■ **Exercise 1**: Pull out every line of the records that contains the string "skater", copying each line in full.
++++ Supplied text
So I was shocked when she gave me an ultimatum to leave or to stay — the Me v. Them dichotomy that leads to pain.

To give context, I had been attending the demonstrations in my city since the day they began. My godmother had been working 12–15 hours a day at the protests, unarmed. She was in parking control. Her division had nothing to do with the violence that many officers inflicted on the demonstrators, protesters and rioters. I would kiss her before she left to work. I would text her repeatedly checking on her safety. I would stay awake into the early morning, after I finished demonstrating, waiting for her car to pull up. As a Mexican-American, lesbian woman of immigrants, she wanted me to be there.

But, after the fourth or fifth day in a row (I can’t quite remember), I woke up to a woman who was exhausted, scared, hurt and confused. The night before, she saw a picture of me holding a sign that read, “It starts when the police question the system that is supposed to protect our people but continues to kill our people. Listen.” She thought I was talking directly to her by talking generally to “her people.” After what began civil and escalated into a broken record of defensiveness, I was given an ultimatum to leave or to stay. Staying meant I was no longer allowed to say anything about the police department. Leaving meant standing up for my beliefs, but punching a hole in our relationship. Its Me v. Them.

I chose to leave. But this has, by far, been the hardest thing I’ve ever had to do. I cried out of genuine pain. And I found myself confused in this grey space again. Why did I have to choose?

Before you solidify your opinions, I want to share an excerpt from this book that sums up completely how I feel about this experience:

“An important example is the debate around Black Lives Matter, Blue Lives Matter, and All Lives Matter. Can you believe that black lives matter and also care deeply about the well-being of police officers and at the same time be concerned about abuses of power and systemic racism in law enforcement and the criminal justice system? Yes.
++++++++
■ **Exercise 2**: Reproduce word for word the stretch of the passage about the ultimatum from "I chose to leave." through "have to choose?".
++++ Data supplied
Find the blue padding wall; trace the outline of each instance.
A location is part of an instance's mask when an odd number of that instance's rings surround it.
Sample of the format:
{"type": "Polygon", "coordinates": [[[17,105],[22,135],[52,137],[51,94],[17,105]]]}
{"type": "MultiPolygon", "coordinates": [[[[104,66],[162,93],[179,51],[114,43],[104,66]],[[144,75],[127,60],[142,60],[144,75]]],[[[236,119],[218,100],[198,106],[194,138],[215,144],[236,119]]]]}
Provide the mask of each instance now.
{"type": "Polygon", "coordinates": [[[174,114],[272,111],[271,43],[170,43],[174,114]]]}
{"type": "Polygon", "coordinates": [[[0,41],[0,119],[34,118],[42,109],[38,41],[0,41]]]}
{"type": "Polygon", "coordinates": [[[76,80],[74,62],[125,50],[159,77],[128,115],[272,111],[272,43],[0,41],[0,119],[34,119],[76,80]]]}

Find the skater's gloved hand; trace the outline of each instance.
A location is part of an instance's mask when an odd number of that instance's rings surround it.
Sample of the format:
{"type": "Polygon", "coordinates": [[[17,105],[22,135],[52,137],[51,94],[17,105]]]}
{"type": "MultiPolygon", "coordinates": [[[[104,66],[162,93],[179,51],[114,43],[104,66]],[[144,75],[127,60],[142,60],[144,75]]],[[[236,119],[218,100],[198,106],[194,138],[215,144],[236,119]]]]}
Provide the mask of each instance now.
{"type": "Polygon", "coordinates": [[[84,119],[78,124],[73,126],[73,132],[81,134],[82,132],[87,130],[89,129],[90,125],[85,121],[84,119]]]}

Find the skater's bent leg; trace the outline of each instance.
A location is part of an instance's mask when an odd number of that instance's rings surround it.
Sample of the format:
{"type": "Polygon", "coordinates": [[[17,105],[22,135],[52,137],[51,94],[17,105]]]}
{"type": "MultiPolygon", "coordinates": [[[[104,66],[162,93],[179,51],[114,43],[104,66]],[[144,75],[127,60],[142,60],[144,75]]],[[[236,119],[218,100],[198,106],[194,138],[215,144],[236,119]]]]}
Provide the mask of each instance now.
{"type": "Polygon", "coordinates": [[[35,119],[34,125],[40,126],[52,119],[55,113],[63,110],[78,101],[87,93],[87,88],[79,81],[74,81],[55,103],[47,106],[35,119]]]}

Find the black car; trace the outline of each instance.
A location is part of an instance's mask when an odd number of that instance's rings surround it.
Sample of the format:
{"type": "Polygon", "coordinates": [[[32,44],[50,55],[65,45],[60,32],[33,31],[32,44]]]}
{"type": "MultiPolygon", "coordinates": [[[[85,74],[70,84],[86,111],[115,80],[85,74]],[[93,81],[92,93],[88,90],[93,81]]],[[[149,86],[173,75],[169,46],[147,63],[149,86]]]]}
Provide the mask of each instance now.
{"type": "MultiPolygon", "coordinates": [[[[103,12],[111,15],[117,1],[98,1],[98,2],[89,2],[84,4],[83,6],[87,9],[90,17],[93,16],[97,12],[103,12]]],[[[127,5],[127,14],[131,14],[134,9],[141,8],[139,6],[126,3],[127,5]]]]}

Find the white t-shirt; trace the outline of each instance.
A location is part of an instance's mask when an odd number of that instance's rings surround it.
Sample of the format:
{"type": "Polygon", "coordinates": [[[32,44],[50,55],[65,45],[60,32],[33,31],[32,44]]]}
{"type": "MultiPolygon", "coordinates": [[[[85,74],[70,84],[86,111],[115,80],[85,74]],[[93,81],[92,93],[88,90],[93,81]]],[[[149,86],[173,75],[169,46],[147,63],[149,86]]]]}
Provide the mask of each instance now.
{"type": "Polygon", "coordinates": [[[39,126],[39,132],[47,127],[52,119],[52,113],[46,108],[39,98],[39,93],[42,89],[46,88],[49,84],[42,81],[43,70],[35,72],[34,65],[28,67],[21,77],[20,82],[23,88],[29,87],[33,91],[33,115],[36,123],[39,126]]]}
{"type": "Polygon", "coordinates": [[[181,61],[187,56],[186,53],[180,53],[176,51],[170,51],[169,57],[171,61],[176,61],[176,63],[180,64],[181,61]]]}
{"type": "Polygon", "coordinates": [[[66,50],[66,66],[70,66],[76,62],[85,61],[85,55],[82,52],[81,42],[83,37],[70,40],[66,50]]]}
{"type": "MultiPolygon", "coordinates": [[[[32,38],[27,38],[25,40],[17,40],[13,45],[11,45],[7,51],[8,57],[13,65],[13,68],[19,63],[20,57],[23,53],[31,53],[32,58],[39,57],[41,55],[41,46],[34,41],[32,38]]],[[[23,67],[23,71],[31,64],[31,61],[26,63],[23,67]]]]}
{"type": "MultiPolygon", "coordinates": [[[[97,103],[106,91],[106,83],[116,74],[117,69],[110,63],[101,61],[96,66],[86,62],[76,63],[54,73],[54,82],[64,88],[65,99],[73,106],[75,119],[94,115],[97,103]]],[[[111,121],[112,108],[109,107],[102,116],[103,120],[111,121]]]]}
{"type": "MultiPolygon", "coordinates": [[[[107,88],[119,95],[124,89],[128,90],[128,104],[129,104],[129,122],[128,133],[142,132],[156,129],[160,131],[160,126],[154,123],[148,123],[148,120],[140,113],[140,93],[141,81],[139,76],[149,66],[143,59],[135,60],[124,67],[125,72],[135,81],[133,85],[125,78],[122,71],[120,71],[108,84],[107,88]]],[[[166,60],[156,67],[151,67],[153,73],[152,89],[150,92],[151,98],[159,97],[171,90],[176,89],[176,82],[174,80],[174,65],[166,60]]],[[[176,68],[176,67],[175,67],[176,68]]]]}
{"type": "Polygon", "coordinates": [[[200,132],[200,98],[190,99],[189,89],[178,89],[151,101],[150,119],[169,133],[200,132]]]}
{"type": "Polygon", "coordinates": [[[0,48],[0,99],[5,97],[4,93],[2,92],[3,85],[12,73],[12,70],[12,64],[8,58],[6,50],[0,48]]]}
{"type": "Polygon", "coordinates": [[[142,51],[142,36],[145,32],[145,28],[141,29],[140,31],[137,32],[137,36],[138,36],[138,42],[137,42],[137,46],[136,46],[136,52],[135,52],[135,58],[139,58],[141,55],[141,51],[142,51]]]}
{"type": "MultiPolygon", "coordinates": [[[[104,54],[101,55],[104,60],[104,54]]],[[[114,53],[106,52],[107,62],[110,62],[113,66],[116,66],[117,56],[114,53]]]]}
++++++++
■ **Correct result 1**:
Find the skater's gloved hand; trace the outline of each instance.
Find the skater's bent leg; trace the outline of each instance.

■ **Correct result 2**:
I chose to leave. But this has, by far, been the hardest thing I’ve ever had to do. I cried out of genuine pain. And I found myself confused in this grey space again. Why did I have to choose?